Please copy the whole listing below line for line, with no changes, but omit the pictures.

[START Input rows]

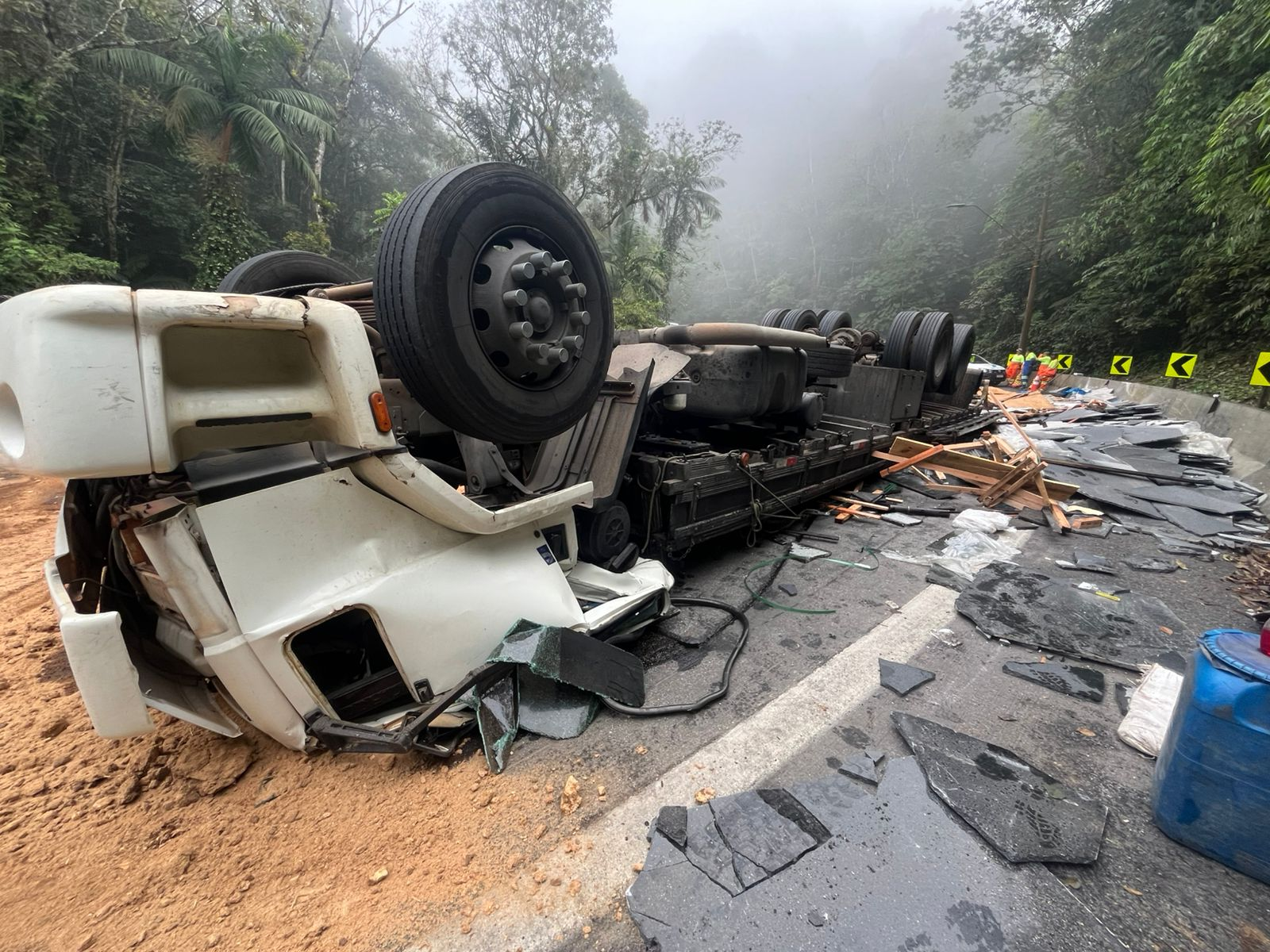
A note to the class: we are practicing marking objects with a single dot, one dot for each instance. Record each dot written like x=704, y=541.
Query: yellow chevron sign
x=1261, y=371
x=1181, y=366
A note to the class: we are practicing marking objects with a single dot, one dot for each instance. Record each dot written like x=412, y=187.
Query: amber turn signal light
x=380, y=412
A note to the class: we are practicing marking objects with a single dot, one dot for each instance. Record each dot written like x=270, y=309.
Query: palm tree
x=230, y=112
x=229, y=116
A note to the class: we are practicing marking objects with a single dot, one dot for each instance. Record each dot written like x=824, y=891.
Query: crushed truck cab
x=237, y=526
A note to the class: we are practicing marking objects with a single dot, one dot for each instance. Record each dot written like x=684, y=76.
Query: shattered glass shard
x=575, y=658
x=902, y=678
x=1026, y=814
x=861, y=767
x=672, y=823
x=1149, y=564
x=497, y=721
x=1085, y=683
x=552, y=710
x=768, y=827
x=706, y=850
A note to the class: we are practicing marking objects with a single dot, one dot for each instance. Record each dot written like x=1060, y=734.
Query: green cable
x=785, y=559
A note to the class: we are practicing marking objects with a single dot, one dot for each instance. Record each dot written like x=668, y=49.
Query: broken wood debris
x=1016, y=480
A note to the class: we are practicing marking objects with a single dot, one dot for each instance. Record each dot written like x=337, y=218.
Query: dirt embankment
x=186, y=841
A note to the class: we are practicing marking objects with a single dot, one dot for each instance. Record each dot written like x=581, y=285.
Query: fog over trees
x=751, y=158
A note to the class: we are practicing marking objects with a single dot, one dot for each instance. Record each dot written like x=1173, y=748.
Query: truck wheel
x=931, y=348
x=493, y=304
x=285, y=274
x=899, y=340
x=802, y=321
x=602, y=533
x=832, y=321
x=963, y=349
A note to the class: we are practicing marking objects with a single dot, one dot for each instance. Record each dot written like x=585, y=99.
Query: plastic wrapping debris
x=806, y=554
x=1151, y=708
x=1197, y=441
x=901, y=520
x=969, y=551
x=948, y=578
x=982, y=520
x=906, y=558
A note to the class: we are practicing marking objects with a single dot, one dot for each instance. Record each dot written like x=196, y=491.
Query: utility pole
x=1032, y=281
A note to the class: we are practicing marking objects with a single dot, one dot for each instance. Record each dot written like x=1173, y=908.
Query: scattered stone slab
x=902, y=678
x=1085, y=683
x=1024, y=812
x=1030, y=607
x=930, y=885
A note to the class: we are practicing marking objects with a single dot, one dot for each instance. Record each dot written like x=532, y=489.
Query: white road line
x=732, y=763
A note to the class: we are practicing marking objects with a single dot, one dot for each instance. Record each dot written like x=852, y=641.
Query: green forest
x=159, y=143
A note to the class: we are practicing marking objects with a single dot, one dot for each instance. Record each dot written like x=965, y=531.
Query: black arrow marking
x=1179, y=366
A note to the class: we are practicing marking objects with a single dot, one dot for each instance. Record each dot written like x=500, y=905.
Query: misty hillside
x=752, y=160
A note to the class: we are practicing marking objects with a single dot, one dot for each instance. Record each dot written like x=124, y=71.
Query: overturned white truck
x=324, y=501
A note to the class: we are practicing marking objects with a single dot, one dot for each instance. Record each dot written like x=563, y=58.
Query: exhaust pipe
x=751, y=334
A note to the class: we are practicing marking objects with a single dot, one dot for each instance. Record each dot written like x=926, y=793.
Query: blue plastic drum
x=1212, y=786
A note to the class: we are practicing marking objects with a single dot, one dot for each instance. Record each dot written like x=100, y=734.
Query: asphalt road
x=806, y=692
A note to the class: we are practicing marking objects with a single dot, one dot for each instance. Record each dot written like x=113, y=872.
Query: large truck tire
x=493, y=302
x=899, y=340
x=800, y=319
x=933, y=348
x=963, y=351
x=285, y=274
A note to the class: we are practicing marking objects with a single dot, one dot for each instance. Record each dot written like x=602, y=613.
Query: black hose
x=450, y=474
x=727, y=670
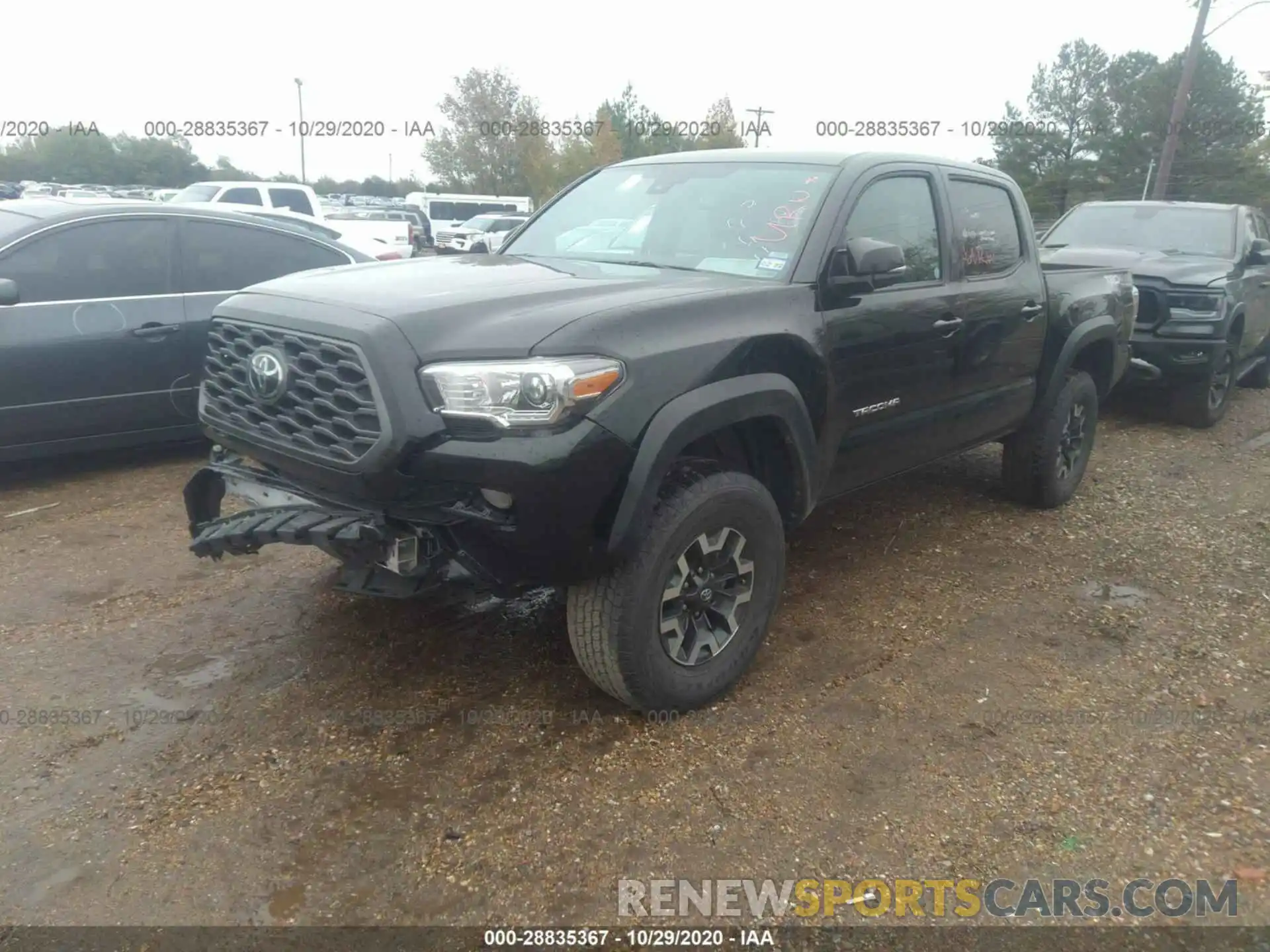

[END Input rows]

Finished task -
A note to the class: we are practicing marking objects with a single dot, one dot for each instance. Record each dot written like x=704, y=541.
Query: yellow chevron sign
x=1261, y=371
x=1181, y=366
A note to the class: we are practicing marking objects with a single dot, one dot for each instance. Record each dot written like x=412, y=187.
Query: amber turn signal light
x=380, y=412
A note to the class: we are practicing marking objects with a single dot, one dot for each instance. Record each dot written like x=270, y=309.
Query: palm tree
x=230, y=112
x=229, y=116
A note to the class: we are practicing marking objects with a single dot, one dot for each instance. Record each dot written like x=824, y=891.
Query: crushed truck cab
x=237, y=526
A note to the class: we are practicing marking objects with a single dot, one dot for each instance. Record each dot written like x=684, y=76.
Query: shattered glass shard
x=575, y=658
x=902, y=678
x=1026, y=814
x=861, y=767
x=672, y=823
x=1149, y=564
x=497, y=721
x=1085, y=683
x=552, y=710
x=768, y=827
x=706, y=850
A note to the class: we are practicing marking objects with a single dot, one dot for each instance. Record each dot written like x=1060, y=734.
Query: green cable
x=785, y=559
A note to the class: we are practicing marking objects with a single dot, one dot for each instance. Record each dot written like x=668, y=49.
Query: broken wood debris
x=1016, y=480
A note to the class: we are practicing marking objects with a single dot, one dot for each instance. Record each dot written like x=337, y=218.
Query: dirt embankment
x=186, y=841
A note to the class: we are practicing marking objects with a single dot, one dot for each instance. Record each dot written like x=581, y=285.
Query: fog over trees
x=751, y=158
A note to the class: we are practicing marking objects with a single dot, one dot for each instance. Record each dot written like x=1173, y=748.
Query: truck wheel
x=931, y=348
x=493, y=304
x=285, y=274
x=899, y=340
x=802, y=321
x=602, y=533
x=832, y=321
x=963, y=349
A note to the class: we are practicing marking objects with a single dot, one dot for each instance. Record each dot written like x=585, y=99.
Query: plastic wrapping debris
x=806, y=554
x=1151, y=708
x=1197, y=441
x=901, y=520
x=969, y=551
x=948, y=578
x=982, y=520
x=906, y=558
A note to the class: we are practicing marking objects with a single dot, one dot for each instance. Record each dot written like x=196, y=491.
Query: utility pole
x=1032, y=281
A note to the class: we are practicing marking objects with a single dot, one dot for each instance. Record each dot written like x=1173, y=908.
Query: scattered stone slab
x=902, y=678
x=1085, y=683
x=1024, y=812
x=1030, y=607
x=930, y=885
A note to the class: we are practicing marking objects with a single dot, one dot for each instance. Record each dot written like x=532, y=489.
Query: white road line
x=732, y=763
A note to the class: we are practicing marking objects with a single dot, one dot for each instance. Record each dot written like x=852, y=641.
Query: green forest
x=159, y=143
A note to the class: we are practicing marking objects with a single dot, one dot for each instance. Record each dot written like x=965, y=531.
Query: black arrow marking
x=1179, y=366
A note to the class: we are practicing marking objects with a single dot, one dot for each instance. Record each dot written like x=500, y=905.
Query: misty hillside
x=752, y=160
A note to the class: we are practicing marking objects with a single dot, one dot for each instance. Record each dot written like x=124, y=71.
Query: overturned white truck
x=324, y=501
A note to the class: we are practicing marking objects with a single dot, one dot for each instance. Record each dot written like x=563, y=58.
Query: exhaust pipe
x=751, y=334
A note to the class: we are practicing marking objects with a single dot, one dot for each instance. Record each dot written like x=926, y=793.
Query: blue plastic drum
x=1212, y=786
A note to the class: we are practicing marking objects with a single dot, one dot for each instance. Record each dot written like x=100, y=734.
Query: asphalt road
x=806, y=692
A note to the class: we are practicing marking objects with a single dot, one dot for each instance. Record each dot written like x=113, y=872.
Query: large truck tire
x=493, y=302
x=899, y=340
x=800, y=319
x=933, y=348
x=963, y=351
x=285, y=274
A note to the class: we are practicing marking objects with a single dot, one dot for each instance. Record each dot written like x=602, y=613.
Query: black hose
x=450, y=474
x=727, y=670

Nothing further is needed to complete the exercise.